Data to use:
begin

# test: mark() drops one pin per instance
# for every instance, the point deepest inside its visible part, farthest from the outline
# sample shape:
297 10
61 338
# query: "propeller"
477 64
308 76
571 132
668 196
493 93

end

Exercise description: Repeat the records above verbatim.

Task response:
# test: mark() drops one pin per instance
# for every instance, the point deepest inside its visible part, farthest from the outline
# sample shape:
297 10
61 338
# query: "propeller"
477 64
308 76
571 132
668 196
493 93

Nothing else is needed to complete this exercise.